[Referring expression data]
[Start of section]
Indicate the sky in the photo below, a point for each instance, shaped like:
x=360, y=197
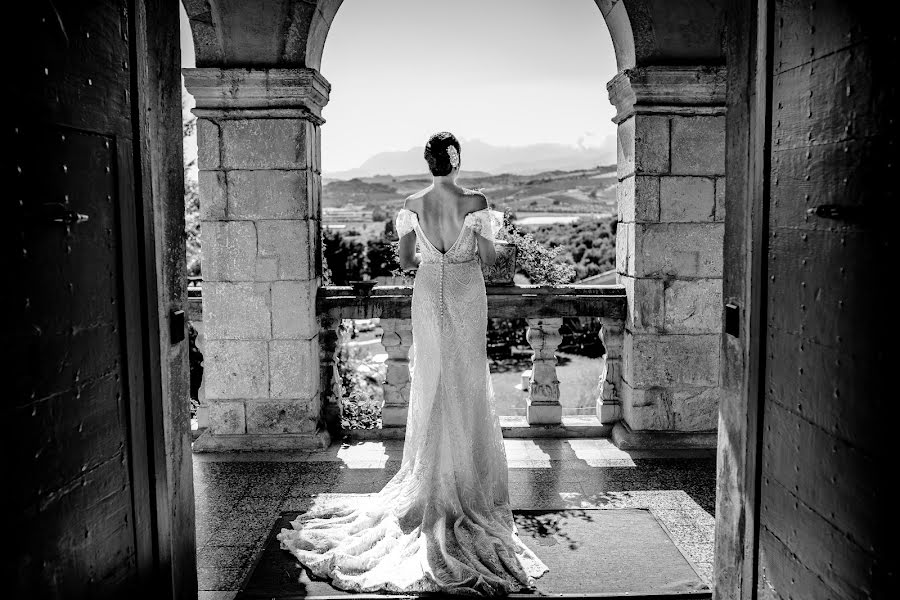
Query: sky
x=507, y=72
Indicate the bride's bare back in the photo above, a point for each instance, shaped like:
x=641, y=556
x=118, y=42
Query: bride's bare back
x=442, y=211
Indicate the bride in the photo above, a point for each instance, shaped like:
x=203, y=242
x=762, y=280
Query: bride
x=443, y=523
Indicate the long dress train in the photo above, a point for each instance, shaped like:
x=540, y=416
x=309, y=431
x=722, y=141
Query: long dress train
x=443, y=522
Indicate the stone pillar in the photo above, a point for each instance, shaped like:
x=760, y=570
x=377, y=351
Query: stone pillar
x=259, y=160
x=671, y=166
x=543, y=407
x=329, y=380
x=397, y=340
x=609, y=404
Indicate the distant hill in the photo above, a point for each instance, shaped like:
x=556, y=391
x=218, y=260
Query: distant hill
x=580, y=191
x=520, y=160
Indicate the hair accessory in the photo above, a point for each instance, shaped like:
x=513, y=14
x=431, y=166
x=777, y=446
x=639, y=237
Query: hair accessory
x=454, y=156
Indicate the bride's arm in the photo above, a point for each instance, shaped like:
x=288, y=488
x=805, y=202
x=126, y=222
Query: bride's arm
x=486, y=250
x=409, y=258
x=485, y=245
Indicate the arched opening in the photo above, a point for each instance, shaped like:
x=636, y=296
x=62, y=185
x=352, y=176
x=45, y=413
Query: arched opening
x=523, y=86
x=650, y=109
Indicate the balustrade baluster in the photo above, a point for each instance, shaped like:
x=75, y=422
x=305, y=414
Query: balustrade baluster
x=609, y=402
x=543, y=407
x=330, y=381
x=397, y=340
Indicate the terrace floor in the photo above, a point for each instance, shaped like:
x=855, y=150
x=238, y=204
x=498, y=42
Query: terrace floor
x=238, y=496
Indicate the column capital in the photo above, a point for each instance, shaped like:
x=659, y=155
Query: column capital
x=241, y=93
x=685, y=90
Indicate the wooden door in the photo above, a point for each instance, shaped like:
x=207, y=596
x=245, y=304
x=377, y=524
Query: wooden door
x=827, y=416
x=80, y=418
x=808, y=411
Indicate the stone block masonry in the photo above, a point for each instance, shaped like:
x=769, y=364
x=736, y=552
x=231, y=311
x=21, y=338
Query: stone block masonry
x=669, y=244
x=260, y=183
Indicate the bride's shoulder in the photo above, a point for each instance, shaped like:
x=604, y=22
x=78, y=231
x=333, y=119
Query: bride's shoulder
x=413, y=202
x=473, y=200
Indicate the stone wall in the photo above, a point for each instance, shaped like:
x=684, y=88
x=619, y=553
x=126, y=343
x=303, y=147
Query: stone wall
x=260, y=182
x=671, y=166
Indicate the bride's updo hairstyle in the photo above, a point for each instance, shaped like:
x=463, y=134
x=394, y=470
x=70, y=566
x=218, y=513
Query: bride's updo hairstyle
x=437, y=156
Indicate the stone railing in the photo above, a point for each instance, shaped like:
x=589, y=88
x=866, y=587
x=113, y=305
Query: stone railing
x=543, y=308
[End of section]
What you need to do: Pictures are to be left out; all else in the entries above is to be quoted exactly.

Exercise response:
Indicate the sky in the photo below, a point for each instance, shaped like:
x=360, y=197
Query: sky
x=507, y=72
Indicate the bride's bare back in the photo above, a point for each instance, shaped like:
x=641, y=556
x=118, y=42
Query: bride's bare back
x=442, y=211
Indicate the bride in the photo above, a point for each instance, shaped like:
x=203, y=242
x=762, y=280
Query: bride
x=443, y=523
Indicate the long dress train in the photo above, a point for each instance, shaped like:
x=540, y=416
x=309, y=431
x=722, y=141
Query: long dress train
x=443, y=522
Indicate the stone pillar in the photo above, a point for each instance, shaped like:
x=760, y=570
x=377, y=351
Query: stone pillar
x=259, y=160
x=671, y=166
x=543, y=407
x=329, y=380
x=397, y=340
x=609, y=404
Indicate the distant hill in the photo above, a point for each instance, shaped like:
x=556, y=391
x=218, y=260
Query: distant hill
x=580, y=191
x=520, y=160
Indicate the hair accessory in the photo above, a point for each instance, shaped like:
x=513, y=14
x=431, y=166
x=777, y=446
x=639, y=237
Query: hair accessory
x=454, y=156
Indicate the bride's arm in the photo above, a point for each instance, shaped like:
x=288, y=488
x=805, y=202
x=126, y=222
Query: bride's arm
x=486, y=250
x=409, y=258
x=485, y=245
Indicate the arched opening in the photo above, a point for each instance, shaped like:
x=636, y=296
x=62, y=185
x=352, y=176
x=45, y=413
Query: arched opening
x=523, y=86
x=650, y=109
Indicate the balustrade baluster in the photo above, a point for each instance, shaped like:
x=75, y=422
x=305, y=414
Query: balustrade baluster
x=609, y=402
x=543, y=407
x=330, y=381
x=397, y=340
Indicate the terrace floor in the photo above, a point for each instance, shaped like:
x=855, y=150
x=238, y=204
x=498, y=42
Query: terrace floor
x=238, y=496
Indicate the column capital in the photo above, a point for each instance, shaped like:
x=659, y=155
Query: column capital
x=241, y=93
x=685, y=90
Indicate the wooden door in the photo above, a point for each instance, shaped like:
x=207, y=596
x=245, y=304
x=377, y=524
Query: wooden door
x=827, y=416
x=80, y=418
x=808, y=411
Indicate the stone block masonry in the photo above, a point for each instance, shaped like:
x=769, y=364
x=736, y=552
x=231, y=311
x=21, y=338
Query: stone block masonry
x=669, y=244
x=260, y=183
Indicate the bride's shoulder in the photo above, a point for each instance, shaped like:
x=604, y=22
x=78, y=231
x=333, y=119
Query: bride's shoulder
x=413, y=202
x=473, y=200
Indicate the stone wall in the photo above, a point for each instance, shaped like:
x=684, y=88
x=619, y=553
x=126, y=343
x=303, y=147
Query: stone wall
x=260, y=182
x=671, y=166
Indicate the bride's updo hairstyle in the photo above, a point for each instance, shaped like:
x=463, y=134
x=394, y=470
x=70, y=566
x=218, y=513
Query: bride's updo hairstyle
x=437, y=156
Indicate the stone railing in the photo above, a point for each instance, shaped like:
x=589, y=88
x=866, y=587
x=113, y=305
Query: stone railing
x=543, y=308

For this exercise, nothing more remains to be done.